#### [Exercise]
Write out every line of the listing below exactly, but leave out the pictures.

#### [Extracted data]
☆ ☆ ☆
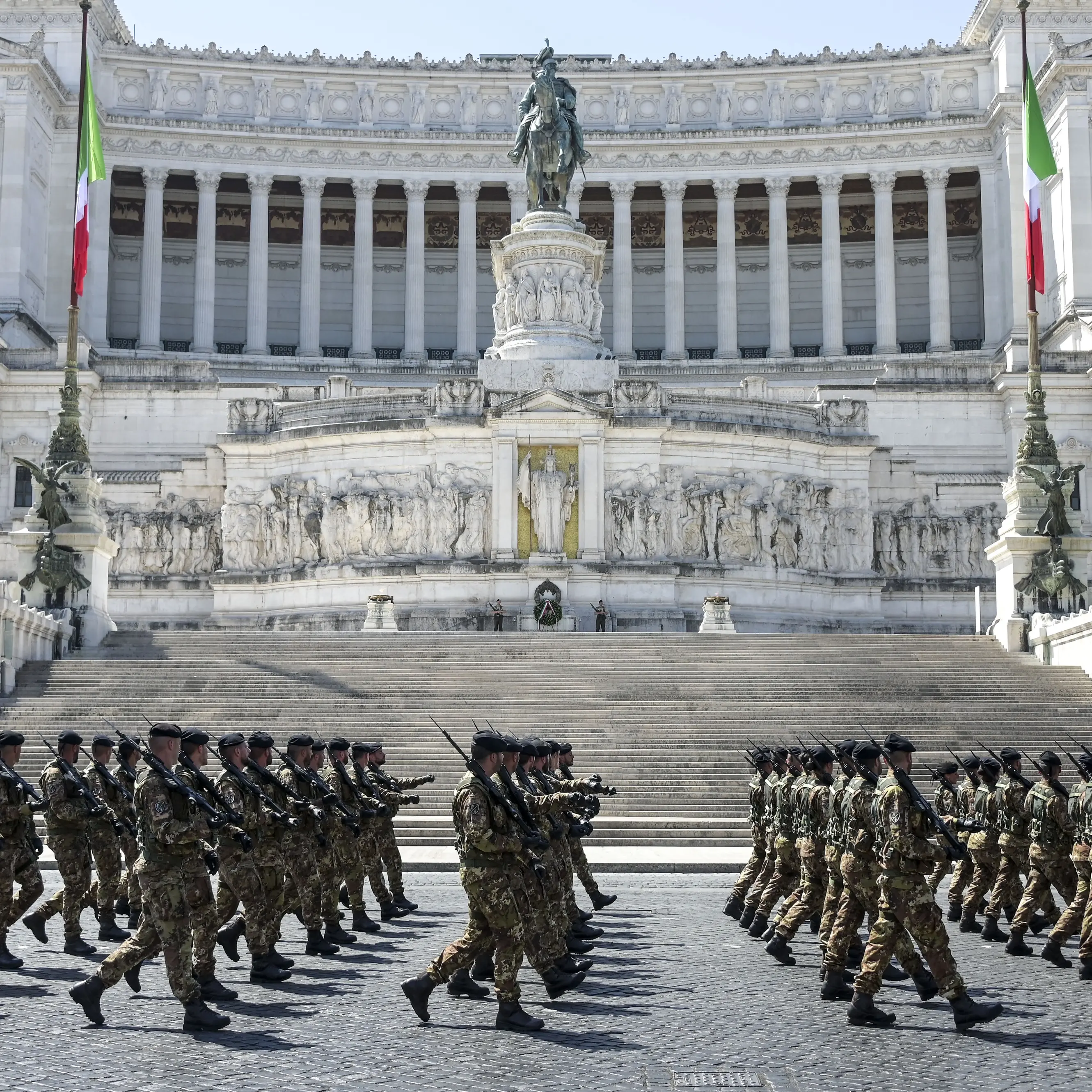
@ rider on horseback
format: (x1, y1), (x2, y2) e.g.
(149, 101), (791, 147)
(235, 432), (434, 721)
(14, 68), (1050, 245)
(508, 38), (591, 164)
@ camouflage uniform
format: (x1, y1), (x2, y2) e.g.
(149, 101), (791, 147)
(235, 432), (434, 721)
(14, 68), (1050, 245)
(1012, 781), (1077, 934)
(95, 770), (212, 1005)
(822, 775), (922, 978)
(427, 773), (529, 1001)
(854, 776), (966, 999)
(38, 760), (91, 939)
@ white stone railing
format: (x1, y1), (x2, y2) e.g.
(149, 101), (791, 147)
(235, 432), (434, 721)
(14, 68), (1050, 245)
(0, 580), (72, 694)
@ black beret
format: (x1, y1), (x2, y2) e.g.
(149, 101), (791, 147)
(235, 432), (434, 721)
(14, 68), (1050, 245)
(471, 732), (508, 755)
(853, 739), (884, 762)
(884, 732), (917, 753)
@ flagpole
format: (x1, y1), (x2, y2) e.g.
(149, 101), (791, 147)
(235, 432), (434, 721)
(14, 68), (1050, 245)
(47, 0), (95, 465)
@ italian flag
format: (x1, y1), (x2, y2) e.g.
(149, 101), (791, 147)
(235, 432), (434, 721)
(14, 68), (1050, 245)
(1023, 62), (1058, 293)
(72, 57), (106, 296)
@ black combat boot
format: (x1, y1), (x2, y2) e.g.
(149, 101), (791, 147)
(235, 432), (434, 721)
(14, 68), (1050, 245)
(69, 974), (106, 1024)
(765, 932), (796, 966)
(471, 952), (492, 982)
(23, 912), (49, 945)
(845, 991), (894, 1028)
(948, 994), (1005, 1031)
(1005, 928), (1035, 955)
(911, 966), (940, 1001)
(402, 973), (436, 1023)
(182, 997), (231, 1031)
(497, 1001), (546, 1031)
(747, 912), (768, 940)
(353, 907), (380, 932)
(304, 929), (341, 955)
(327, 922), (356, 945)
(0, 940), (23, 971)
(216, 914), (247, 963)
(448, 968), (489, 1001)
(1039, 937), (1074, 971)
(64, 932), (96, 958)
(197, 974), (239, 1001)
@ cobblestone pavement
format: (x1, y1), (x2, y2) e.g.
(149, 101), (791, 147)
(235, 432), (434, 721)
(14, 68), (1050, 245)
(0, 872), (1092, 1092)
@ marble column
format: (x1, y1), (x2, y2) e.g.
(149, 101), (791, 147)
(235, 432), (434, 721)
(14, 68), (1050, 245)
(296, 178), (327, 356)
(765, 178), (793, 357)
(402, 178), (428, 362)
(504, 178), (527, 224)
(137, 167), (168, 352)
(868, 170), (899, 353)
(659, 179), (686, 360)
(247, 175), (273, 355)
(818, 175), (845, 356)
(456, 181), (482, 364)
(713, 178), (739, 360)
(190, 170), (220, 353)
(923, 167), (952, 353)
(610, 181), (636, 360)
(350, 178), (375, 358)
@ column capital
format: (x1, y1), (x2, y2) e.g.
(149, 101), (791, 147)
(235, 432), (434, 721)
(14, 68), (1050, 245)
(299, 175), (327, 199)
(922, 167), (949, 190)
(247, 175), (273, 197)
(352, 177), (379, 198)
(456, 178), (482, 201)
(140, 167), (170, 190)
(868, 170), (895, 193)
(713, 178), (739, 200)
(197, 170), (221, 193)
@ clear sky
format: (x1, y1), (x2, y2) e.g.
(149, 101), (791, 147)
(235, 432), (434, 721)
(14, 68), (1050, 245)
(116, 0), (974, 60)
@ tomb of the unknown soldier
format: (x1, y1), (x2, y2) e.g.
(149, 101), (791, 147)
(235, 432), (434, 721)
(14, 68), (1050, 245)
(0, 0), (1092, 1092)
☆ ☆ ☆
#### [Response to the exercise]
@ rider on horseback
format: (x1, y1), (x2, y2) e.g.
(149, 101), (791, 147)
(235, 432), (434, 721)
(14, 68), (1050, 245)
(508, 38), (591, 164)
@ camouflage uniform
format: (x1, y1), (x2, y2) e.g.
(149, 101), (791, 147)
(235, 432), (434, 721)
(14, 68), (1050, 245)
(1012, 781), (1077, 934)
(95, 770), (212, 1005)
(822, 775), (922, 978)
(427, 773), (529, 1001)
(854, 776), (966, 999)
(38, 760), (91, 939)
@ white stone railing
format: (x1, y1), (x2, y2) e.g.
(149, 101), (791, 147)
(235, 432), (434, 721)
(14, 68), (1050, 245)
(0, 580), (72, 694)
@ black beret
format: (x1, y1), (x2, y2) e.g.
(149, 101), (791, 147)
(235, 432), (434, 721)
(14, 68), (1050, 245)
(471, 732), (508, 755)
(853, 739), (884, 762)
(884, 732), (917, 753)
@ flagpole
format: (x1, y1), (x2, y2) e.g.
(149, 101), (791, 147)
(235, 432), (434, 721)
(14, 68), (1050, 245)
(47, 0), (95, 465)
@ italian flag
format: (x1, y1), (x2, y2) e.g.
(149, 101), (791, 147)
(235, 432), (434, 721)
(14, 68), (1050, 245)
(1023, 62), (1058, 293)
(72, 57), (106, 296)
@ black combat boot
format: (x1, y1), (x2, y2) e.g.
(149, 101), (791, 147)
(235, 432), (434, 721)
(14, 68), (1050, 245)
(69, 974), (106, 1024)
(765, 932), (796, 966)
(471, 952), (492, 982)
(23, 912), (49, 945)
(845, 991), (894, 1028)
(948, 994), (1005, 1031)
(1005, 928), (1035, 955)
(911, 966), (940, 1001)
(402, 973), (436, 1023)
(182, 997), (231, 1031)
(497, 1001), (546, 1031)
(747, 912), (768, 940)
(353, 907), (380, 932)
(304, 929), (341, 955)
(327, 922), (356, 945)
(0, 940), (23, 971)
(216, 914), (247, 963)
(448, 968), (489, 1001)
(1039, 937), (1074, 971)
(64, 932), (96, 958)
(197, 974), (239, 1001)
@ cobblestone pavement
format: (x1, y1), (x2, y2) e.g.
(149, 101), (791, 147)
(235, 432), (434, 721)
(14, 68), (1050, 245)
(0, 872), (1092, 1092)
@ marble column
format: (x1, y1), (x2, y2) e.g.
(149, 101), (791, 147)
(235, 432), (434, 721)
(14, 68), (1050, 245)
(296, 178), (327, 356)
(765, 178), (793, 357)
(402, 178), (428, 362)
(504, 178), (527, 224)
(137, 167), (168, 352)
(868, 170), (899, 353)
(659, 179), (686, 360)
(247, 175), (273, 355)
(818, 175), (845, 356)
(456, 181), (482, 364)
(713, 178), (739, 360)
(190, 170), (220, 353)
(923, 167), (952, 353)
(610, 181), (636, 360)
(350, 178), (375, 358)
@ column capital
format: (x1, y1), (x2, y2) e.g.
(149, 101), (791, 147)
(235, 432), (434, 721)
(14, 68), (1050, 245)
(299, 175), (327, 199)
(922, 167), (949, 190)
(247, 175), (273, 197)
(352, 177), (379, 198)
(456, 178), (482, 201)
(140, 167), (170, 190)
(868, 170), (895, 193)
(713, 178), (739, 200)
(197, 170), (221, 193)
@ clear sky
format: (x1, y1), (x2, y2) e.g.
(149, 101), (791, 147)
(235, 432), (434, 721)
(14, 68), (1050, 245)
(116, 0), (974, 60)
@ tomb of the unknown soldier
format: (x1, y1), (x2, y2) e.g.
(149, 101), (791, 147)
(235, 432), (434, 721)
(14, 68), (1050, 245)
(0, 0), (1092, 1092)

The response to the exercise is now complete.